begin Source data
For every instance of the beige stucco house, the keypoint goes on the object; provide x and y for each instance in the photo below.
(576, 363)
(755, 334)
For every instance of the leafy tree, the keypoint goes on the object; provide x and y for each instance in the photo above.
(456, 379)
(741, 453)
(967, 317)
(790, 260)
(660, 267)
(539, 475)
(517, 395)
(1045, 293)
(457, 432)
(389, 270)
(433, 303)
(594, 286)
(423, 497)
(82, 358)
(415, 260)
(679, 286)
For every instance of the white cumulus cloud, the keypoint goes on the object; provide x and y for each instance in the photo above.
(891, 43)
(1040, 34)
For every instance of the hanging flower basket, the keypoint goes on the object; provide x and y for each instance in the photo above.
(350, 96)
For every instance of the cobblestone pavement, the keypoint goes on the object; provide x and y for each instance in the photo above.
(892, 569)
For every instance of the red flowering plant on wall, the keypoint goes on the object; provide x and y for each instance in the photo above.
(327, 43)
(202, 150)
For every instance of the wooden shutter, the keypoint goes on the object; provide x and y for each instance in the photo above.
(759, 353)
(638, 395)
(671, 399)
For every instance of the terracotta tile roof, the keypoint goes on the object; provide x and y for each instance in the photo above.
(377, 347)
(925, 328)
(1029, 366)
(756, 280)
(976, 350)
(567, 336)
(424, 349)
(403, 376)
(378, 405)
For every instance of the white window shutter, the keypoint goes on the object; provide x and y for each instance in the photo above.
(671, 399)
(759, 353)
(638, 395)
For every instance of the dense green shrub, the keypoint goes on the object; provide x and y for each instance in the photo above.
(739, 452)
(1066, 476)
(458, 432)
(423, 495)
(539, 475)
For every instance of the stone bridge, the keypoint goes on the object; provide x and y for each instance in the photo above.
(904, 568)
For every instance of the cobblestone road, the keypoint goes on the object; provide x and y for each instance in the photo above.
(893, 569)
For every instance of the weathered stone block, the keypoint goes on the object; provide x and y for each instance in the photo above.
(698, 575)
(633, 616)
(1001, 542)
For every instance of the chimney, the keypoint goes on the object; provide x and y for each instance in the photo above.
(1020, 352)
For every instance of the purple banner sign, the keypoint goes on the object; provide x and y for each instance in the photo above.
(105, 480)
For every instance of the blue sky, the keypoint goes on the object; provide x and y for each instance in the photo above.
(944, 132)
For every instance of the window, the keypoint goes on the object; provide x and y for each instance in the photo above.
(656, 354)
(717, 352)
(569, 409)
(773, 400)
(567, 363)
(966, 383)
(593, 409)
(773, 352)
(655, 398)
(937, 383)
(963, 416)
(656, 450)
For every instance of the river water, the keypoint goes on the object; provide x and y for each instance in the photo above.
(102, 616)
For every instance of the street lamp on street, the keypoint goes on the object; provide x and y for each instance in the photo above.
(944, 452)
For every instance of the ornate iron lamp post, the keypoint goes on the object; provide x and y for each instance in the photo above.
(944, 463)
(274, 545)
end Source data
What to produce: Output all of the data again, exactly.

Task solution:
For every instance of the beige stucco house, the keypoint goes on the object; provide x and y for each instance in the photo below.
(576, 363)
(755, 334)
For every instance of the leafy tree, the keypoint goes on the object; provide x and y for each instance in the photo above.
(456, 379)
(741, 453)
(967, 317)
(790, 260)
(660, 267)
(539, 475)
(517, 395)
(1045, 293)
(457, 432)
(389, 270)
(433, 303)
(594, 286)
(423, 497)
(82, 358)
(415, 260)
(679, 286)
For every instance of the white cumulus cloud, the keypoint goes on the object; provide x and y for each instance in the photo above.
(891, 43)
(1040, 34)
For every instance of the hanging flower basket, the keypoint goes on the object; provide x and y for each instance in the photo above.
(350, 96)
For every instance of the cobblestone pavement, the keypoint goes on the object; provide x and y for each instance in the photo above.
(892, 569)
For every instance of the red flowering plant on wall, the keypoint goes on the object; provide x and y for each instance in the photo above.
(327, 43)
(202, 150)
For every instance of the wooden shutter, the keypoint goes on the object; provide x and y for each instance in the photo above.
(759, 353)
(638, 395)
(671, 399)
For every instance of the terracotta tile roof, the keypoint goes on the object; provide x and y for each instance in the photo above.
(377, 347)
(925, 328)
(1029, 366)
(756, 280)
(976, 350)
(567, 336)
(424, 349)
(403, 376)
(378, 405)
For every instance of the white window shutter, the keypoint goes on the object; provide x and y for each instance in the photo above.
(671, 399)
(759, 353)
(638, 395)
For every instance of the dense green shrub, the keypoint goes on the object; provide x and y for each instance in the photo above.
(739, 452)
(1066, 476)
(458, 432)
(423, 495)
(539, 475)
For every instance of the stone bridge, the keypoint goes on the object; provide x and y for each instance in the photo above.
(904, 568)
For every instance of the cobblestone road, the keypoint goes on the object; provide x and y for each instance in the photo above.
(893, 569)
For every instance of the weathered stone block, the keypoint goes on the object; provide x and y for each instance in the photo above.
(698, 575)
(633, 616)
(1001, 542)
For every instance of the chimney, the keypoint goes on the object; provide x and y for each instance in the photo above.
(1020, 352)
For every instance of the purple banner sign, the keypoint goes on the object; provide x and y for each instance in the photo above.
(105, 480)
For every instance of the blue sky, the keypoint goes on the object; provide x and y for each instance in the photo above.
(944, 132)
For every instance of the window, the keypoint goes on the object; provide x and y for each instance in the photo above.
(656, 354)
(717, 352)
(569, 409)
(773, 400)
(567, 363)
(966, 383)
(593, 409)
(773, 352)
(655, 398)
(937, 383)
(963, 416)
(656, 450)
For every instance of the river water, the keypoint goes on the object; provide x and y for each instance in the photo above.
(102, 616)
For every instance of the street lamp on street, the keypoint goes on the object; provide x and y for each instance in the photo above.
(944, 452)
For every instance of the ornate iron lamp post, the keypoint goes on the object; provide x and y for each instance in the photo above.
(944, 463)
(274, 545)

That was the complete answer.